• **WHAT IS BEING ASKED**
The reply should hold only the lines from the one with "the blue tarp" through the end of the data, each given exactly.

• **DATA SHOWN**
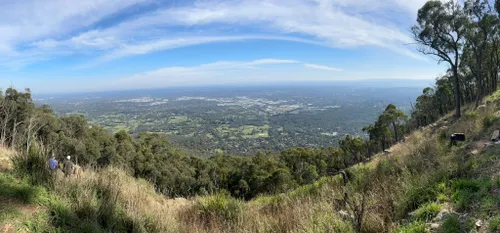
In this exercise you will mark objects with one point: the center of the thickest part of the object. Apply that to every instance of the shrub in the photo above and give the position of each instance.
(471, 115)
(220, 208)
(22, 190)
(413, 227)
(427, 211)
(488, 121)
(416, 196)
(451, 224)
(495, 223)
(34, 166)
(467, 191)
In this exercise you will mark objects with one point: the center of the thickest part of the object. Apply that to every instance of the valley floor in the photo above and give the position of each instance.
(422, 185)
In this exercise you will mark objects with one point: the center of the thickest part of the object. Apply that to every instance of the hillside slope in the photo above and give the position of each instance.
(422, 185)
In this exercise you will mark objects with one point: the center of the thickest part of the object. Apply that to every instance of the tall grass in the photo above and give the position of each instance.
(412, 179)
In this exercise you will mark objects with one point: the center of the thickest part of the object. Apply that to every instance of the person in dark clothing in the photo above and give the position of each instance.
(68, 166)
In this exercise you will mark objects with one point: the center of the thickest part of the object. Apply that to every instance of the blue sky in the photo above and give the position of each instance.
(94, 45)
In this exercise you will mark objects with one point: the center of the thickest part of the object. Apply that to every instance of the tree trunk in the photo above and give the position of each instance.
(395, 131)
(457, 92)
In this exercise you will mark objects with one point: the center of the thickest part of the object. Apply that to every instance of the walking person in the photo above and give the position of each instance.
(68, 167)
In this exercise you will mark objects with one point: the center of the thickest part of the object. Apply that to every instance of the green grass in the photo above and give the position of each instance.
(495, 224)
(468, 192)
(427, 211)
(22, 190)
(451, 224)
(413, 227)
(177, 119)
(493, 97)
(8, 212)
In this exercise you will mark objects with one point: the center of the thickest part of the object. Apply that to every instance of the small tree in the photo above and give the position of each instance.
(440, 30)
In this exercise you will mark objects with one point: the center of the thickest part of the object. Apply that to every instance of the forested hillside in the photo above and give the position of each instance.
(421, 183)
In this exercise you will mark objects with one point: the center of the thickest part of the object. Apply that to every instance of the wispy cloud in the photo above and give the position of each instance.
(51, 28)
(166, 44)
(210, 73)
(321, 67)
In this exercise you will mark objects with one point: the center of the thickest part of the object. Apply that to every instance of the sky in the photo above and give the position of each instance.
(96, 45)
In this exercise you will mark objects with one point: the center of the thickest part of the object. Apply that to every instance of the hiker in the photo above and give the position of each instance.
(68, 166)
(53, 164)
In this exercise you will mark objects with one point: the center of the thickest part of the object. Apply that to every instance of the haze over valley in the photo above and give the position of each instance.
(240, 119)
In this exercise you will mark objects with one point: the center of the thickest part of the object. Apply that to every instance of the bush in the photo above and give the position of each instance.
(471, 115)
(416, 197)
(221, 207)
(495, 224)
(467, 191)
(22, 190)
(427, 211)
(413, 227)
(488, 121)
(451, 224)
(34, 166)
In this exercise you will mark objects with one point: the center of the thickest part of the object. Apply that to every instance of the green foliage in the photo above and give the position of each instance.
(466, 192)
(23, 190)
(427, 211)
(413, 227)
(452, 224)
(472, 115)
(220, 208)
(416, 196)
(494, 224)
(489, 121)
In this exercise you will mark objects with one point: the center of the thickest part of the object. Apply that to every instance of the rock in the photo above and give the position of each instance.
(495, 136)
(479, 223)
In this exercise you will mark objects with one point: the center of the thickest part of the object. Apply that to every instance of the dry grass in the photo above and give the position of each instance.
(136, 198)
(6, 155)
(397, 185)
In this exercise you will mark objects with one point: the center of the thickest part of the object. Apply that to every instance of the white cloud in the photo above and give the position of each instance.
(326, 22)
(211, 73)
(321, 67)
(54, 27)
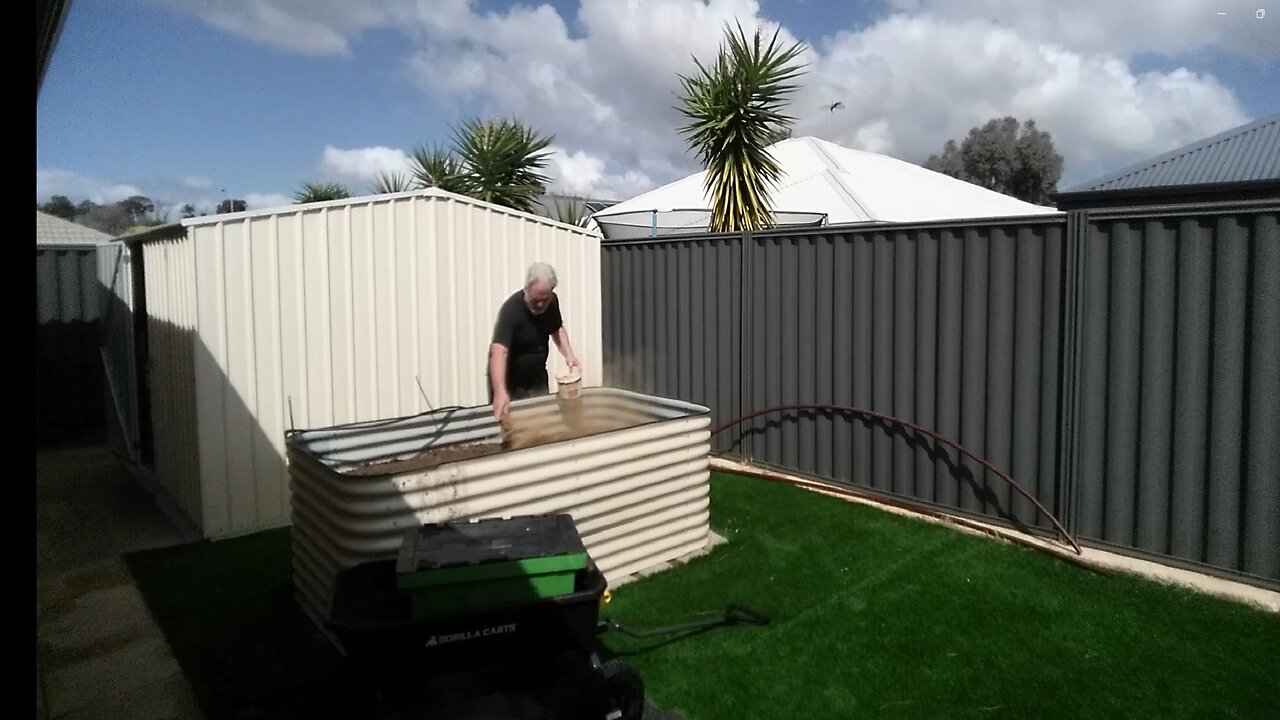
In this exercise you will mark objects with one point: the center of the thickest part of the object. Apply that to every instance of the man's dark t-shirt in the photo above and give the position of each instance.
(525, 336)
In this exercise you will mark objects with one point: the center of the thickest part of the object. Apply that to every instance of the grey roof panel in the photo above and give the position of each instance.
(1249, 153)
(51, 229)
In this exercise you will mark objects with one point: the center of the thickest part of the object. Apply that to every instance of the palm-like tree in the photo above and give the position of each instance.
(320, 191)
(501, 162)
(438, 167)
(735, 109)
(385, 182)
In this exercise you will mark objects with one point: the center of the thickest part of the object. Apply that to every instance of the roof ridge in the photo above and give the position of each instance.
(1230, 135)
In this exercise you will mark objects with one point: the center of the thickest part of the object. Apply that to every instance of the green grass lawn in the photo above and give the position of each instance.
(873, 615)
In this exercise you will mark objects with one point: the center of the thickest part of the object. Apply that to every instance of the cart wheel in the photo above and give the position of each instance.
(622, 691)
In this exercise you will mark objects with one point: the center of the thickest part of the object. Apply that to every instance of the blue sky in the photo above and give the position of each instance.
(197, 100)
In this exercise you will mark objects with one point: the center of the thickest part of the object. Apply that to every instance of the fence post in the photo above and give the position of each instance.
(744, 341)
(1069, 393)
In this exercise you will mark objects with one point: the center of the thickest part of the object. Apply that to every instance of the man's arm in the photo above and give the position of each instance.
(498, 379)
(566, 349)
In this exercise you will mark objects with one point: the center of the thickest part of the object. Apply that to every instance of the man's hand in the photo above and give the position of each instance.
(501, 405)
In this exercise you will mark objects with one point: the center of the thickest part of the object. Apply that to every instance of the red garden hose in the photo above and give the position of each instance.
(963, 450)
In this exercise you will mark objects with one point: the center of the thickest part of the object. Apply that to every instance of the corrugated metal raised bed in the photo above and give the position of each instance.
(631, 469)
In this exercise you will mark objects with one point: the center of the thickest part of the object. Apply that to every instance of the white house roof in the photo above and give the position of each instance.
(850, 186)
(51, 229)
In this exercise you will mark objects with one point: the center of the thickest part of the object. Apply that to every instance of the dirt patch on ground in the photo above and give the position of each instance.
(430, 459)
(520, 433)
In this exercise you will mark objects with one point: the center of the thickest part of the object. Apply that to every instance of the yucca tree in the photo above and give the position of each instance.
(320, 191)
(385, 182)
(438, 167)
(502, 162)
(735, 110)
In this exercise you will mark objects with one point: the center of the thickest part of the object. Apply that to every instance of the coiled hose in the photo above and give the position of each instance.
(844, 409)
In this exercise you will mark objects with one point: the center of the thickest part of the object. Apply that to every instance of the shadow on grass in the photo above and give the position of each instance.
(248, 651)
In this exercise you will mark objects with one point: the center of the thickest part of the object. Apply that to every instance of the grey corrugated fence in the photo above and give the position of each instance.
(1119, 365)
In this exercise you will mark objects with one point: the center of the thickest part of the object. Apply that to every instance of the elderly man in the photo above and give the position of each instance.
(517, 354)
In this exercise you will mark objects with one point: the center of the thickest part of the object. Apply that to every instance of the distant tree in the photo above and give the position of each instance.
(388, 182)
(320, 191)
(112, 219)
(231, 206)
(498, 162)
(60, 206)
(138, 208)
(1006, 156)
(736, 108)
(502, 162)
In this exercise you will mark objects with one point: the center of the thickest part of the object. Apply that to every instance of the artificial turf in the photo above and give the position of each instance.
(872, 615)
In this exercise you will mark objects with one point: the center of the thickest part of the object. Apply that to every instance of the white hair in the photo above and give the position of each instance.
(540, 273)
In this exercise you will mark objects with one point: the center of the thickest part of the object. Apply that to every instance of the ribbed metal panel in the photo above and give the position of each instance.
(117, 352)
(344, 311)
(1249, 153)
(1180, 386)
(954, 328)
(672, 322)
(169, 279)
(67, 285)
(639, 495)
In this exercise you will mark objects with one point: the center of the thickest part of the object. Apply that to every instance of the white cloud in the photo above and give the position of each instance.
(604, 81)
(1121, 27)
(259, 200)
(312, 27)
(78, 187)
(910, 82)
(197, 183)
(169, 196)
(584, 174)
(360, 165)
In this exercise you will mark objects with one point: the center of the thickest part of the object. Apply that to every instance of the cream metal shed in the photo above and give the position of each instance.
(321, 314)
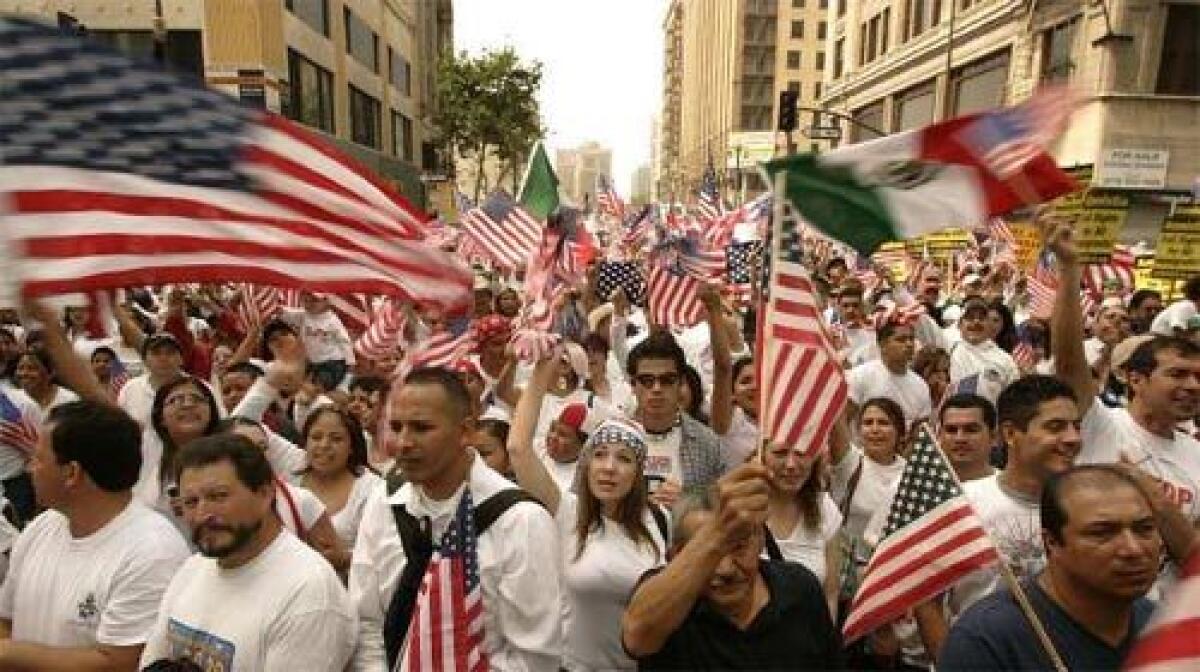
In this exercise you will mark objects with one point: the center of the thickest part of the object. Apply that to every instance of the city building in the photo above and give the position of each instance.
(642, 185)
(361, 72)
(579, 168)
(903, 64)
(725, 63)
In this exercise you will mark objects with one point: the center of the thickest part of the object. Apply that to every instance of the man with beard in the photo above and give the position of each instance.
(87, 576)
(255, 597)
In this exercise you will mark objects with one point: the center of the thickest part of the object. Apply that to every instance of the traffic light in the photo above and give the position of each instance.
(787, 111)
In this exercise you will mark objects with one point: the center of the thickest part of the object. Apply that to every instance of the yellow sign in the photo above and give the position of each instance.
(1144, 279)
(1177, 256)
(1027, 240)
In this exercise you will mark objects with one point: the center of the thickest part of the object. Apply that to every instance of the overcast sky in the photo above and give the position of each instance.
(603, 66)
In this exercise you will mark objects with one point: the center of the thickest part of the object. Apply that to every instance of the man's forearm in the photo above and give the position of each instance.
(661, 604)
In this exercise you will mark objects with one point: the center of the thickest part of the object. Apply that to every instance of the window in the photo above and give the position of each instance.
(312, 12)
(365, 129)
(310, 93)
(869, 119)
(1177, 72)
(979, 85)
(913, 107)
(401, 136)
(361, 42)
(400, 72)
(1056, 47)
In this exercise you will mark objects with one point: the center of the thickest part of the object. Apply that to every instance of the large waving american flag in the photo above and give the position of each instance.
(119, 174)
(447, 631)
(805, 389)
(503, 229)
(933, 538)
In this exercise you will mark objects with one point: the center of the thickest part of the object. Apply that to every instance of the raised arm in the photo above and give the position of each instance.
(1067, 322)
(531, 473)
(723, 360)
(69, 366)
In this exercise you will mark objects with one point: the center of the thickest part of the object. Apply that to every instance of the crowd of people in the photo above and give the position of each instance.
(211, 492)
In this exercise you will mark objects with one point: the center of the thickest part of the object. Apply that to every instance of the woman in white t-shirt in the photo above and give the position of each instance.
(337, 473)
(611, 535)
(802, 517)
(35, 377)
(300, 511)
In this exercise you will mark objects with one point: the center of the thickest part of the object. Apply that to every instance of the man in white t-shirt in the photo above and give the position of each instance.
(87, 576)
(255, 597)
(1039, 427)
(891, 375)
(1163, 383)
(517, 553)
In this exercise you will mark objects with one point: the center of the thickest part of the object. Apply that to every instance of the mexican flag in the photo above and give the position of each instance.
(539, 192)
(957, 173)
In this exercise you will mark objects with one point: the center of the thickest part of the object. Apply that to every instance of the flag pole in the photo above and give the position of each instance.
(1011, 581)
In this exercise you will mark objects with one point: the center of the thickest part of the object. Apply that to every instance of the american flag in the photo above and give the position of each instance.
(741, 259)
(931, 539)
(1043, 287)
(441, 349)
(123, 175)
(17, 430)
(384, 335)
(627, 275)
(805, 389)
(708, 205)
(1170, 642)
(503, 229)
(607, 199)
(1119, 268)
(447, 631)
(1008, 139)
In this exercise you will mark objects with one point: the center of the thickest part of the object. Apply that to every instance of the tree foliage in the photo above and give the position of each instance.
(487, 105)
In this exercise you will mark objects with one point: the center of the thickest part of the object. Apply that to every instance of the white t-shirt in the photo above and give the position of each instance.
(285, 610)
(324, 336)
(1014, 523)
(808, 546)
(741, 441)
(875, 379)
(875, 490)
(663, 456)
(1109, 433)
(346, 521)
(12, 460)
(1175, 316)
(597, 587)
(100, 589)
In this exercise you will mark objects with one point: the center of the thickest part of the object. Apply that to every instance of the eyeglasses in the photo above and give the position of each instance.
(186, 399)
(649, 379)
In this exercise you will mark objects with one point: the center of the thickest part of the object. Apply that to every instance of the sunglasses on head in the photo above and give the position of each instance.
(649, 379)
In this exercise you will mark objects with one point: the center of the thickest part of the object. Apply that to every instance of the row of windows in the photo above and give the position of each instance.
(310, 101)
(361, 42)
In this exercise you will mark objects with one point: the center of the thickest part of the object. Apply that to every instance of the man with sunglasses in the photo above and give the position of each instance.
(683, 454)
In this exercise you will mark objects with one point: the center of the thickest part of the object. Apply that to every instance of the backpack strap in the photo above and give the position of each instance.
(660, 521)
(418, 540)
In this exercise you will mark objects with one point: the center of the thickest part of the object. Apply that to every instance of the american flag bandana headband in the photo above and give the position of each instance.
(621, 432)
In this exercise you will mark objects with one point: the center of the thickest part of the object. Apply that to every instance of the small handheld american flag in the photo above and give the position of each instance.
(447, 631)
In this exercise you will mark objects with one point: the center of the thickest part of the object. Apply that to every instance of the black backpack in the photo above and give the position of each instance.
(418, 540)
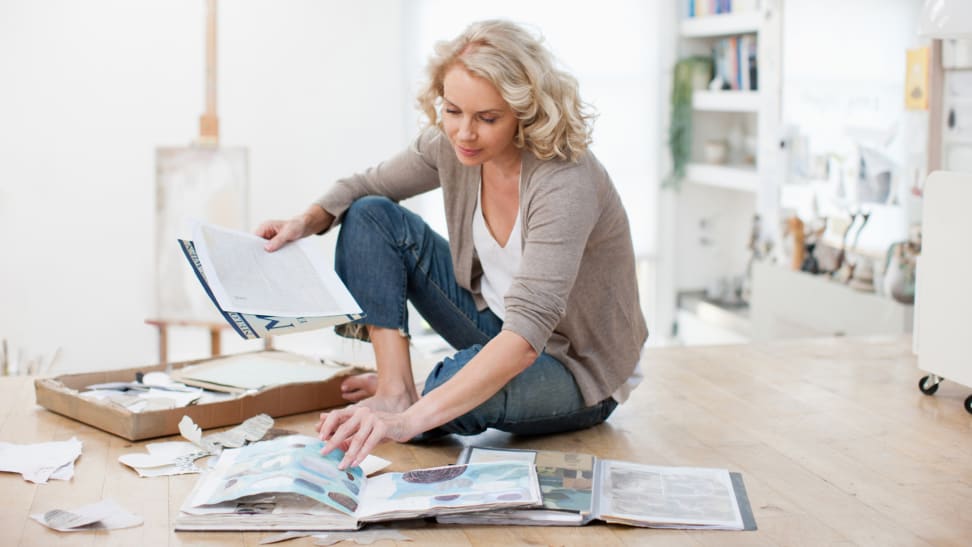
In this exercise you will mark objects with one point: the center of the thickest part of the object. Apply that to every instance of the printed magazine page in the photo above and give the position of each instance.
(254, 326)
(660, 497)
(293, 281)
(449, 489)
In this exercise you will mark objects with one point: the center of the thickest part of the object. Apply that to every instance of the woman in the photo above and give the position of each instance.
(536, 285)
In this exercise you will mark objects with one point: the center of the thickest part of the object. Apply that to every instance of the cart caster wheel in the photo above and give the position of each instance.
(931, 389)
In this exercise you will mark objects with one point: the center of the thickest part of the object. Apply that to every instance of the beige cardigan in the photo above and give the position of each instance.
(576, 294)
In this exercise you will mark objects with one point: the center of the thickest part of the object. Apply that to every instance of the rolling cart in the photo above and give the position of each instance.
(943, 303)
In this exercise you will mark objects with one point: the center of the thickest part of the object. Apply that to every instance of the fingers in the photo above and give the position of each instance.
(357, 430)
(280, 232)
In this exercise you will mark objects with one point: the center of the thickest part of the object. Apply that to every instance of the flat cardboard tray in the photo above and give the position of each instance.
(61, 395)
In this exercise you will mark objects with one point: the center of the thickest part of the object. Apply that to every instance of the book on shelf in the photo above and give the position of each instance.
(580, 488)
(735, 62)
(702, 8)
(260, 293)
(285, 484)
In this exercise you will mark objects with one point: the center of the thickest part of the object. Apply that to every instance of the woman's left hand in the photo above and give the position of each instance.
(358, 429)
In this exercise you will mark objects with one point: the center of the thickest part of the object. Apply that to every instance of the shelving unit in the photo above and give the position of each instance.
(743, 179)
(726, 101)
(711, 218)
(721, 25)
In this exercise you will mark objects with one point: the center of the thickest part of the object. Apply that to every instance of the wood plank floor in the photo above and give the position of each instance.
(834, 441)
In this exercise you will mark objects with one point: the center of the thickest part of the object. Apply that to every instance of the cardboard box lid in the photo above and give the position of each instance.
(61, 394)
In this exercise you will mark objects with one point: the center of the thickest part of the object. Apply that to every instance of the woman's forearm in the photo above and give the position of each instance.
(500, 360)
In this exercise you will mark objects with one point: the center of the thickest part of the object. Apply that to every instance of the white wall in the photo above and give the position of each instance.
(315, 89)
(89, 89)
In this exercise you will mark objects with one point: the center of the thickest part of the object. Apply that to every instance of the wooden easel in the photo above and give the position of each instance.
(208, 136)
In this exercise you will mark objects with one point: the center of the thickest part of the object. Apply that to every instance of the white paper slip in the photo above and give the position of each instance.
(42, 461)
(104, 515)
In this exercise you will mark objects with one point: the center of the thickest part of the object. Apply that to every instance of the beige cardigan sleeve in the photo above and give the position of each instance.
(409, 173)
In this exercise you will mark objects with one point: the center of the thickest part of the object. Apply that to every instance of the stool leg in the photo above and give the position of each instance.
(163, 344)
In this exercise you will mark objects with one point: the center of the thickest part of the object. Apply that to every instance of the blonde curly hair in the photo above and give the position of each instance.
(553, 122)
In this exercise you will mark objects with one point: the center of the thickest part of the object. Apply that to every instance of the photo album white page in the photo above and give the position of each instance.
(294, 281)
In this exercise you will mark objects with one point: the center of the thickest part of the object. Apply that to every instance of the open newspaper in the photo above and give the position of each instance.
(580, 488)
(261, 293)
(285, 484)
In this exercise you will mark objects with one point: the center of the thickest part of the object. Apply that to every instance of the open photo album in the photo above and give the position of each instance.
(285, 484)
(580, 488)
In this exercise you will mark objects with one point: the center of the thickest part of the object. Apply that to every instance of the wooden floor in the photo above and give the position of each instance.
(835, 443)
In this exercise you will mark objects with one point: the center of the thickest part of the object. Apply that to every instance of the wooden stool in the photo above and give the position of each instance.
(214, 327)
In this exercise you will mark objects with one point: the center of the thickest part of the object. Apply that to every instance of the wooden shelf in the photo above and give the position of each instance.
(741, 178)
(726, 101)
(720, 25)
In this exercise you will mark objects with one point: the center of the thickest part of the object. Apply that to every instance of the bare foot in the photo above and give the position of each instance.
(359, 387)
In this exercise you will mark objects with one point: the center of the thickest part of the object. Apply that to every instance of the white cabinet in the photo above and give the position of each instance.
(792, 304)
(707, 223)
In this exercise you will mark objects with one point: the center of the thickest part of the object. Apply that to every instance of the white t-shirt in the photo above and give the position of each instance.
(500, 264)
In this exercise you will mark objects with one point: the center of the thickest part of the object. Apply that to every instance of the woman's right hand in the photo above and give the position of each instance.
(280, 232)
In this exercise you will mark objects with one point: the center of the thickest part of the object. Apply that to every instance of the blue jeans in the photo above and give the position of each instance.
(388, 255)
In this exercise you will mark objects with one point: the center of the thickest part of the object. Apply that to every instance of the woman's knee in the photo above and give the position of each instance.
(368, 209)
(448, 367)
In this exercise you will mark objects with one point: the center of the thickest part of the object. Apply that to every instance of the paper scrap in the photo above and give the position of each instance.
(41, 461)
(366, 537)
(163, 459)
(373, 464)
(285, 536)
(104, 515)
(252, 429)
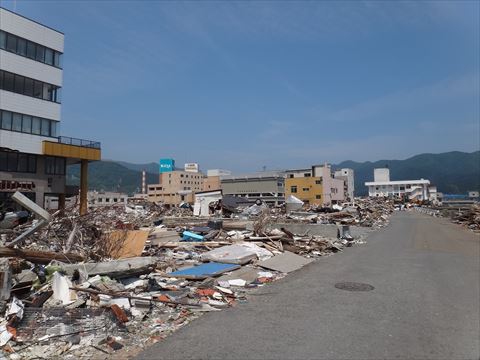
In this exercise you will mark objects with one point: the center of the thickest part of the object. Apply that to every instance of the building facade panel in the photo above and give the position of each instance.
(27, 143)
(30, 68)
(28, 105)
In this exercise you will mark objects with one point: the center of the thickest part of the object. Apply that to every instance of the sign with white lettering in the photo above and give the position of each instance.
(191, 167)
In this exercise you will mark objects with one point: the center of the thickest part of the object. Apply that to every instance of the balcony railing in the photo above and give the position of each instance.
(79, 142)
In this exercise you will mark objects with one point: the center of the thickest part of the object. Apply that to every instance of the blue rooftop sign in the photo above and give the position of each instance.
(167, 165)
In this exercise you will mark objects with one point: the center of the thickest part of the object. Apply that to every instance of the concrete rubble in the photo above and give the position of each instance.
(71, 290)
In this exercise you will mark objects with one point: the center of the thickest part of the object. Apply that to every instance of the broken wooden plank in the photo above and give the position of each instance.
(116, 268)
(40, 257)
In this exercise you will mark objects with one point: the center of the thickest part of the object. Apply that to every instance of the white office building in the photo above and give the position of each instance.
(33, 157)
(382, 186)
(347, 175)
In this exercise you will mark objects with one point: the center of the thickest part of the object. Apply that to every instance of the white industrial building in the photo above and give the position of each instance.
(33, 157)
(382, 186)
(347, 175)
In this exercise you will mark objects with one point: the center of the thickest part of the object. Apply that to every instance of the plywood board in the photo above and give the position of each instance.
(126, 244)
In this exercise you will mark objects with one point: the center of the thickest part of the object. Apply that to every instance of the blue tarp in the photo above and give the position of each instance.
(204, 270)
(189, 236)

• **OUTPUT OF THE TASK**
In this exercise you will mark objects with one point: the center of the thickest part of the object. Apply that to every instance of the blue tarp in the photo above and give the position of each instance.
(204, 270)
(189, 236)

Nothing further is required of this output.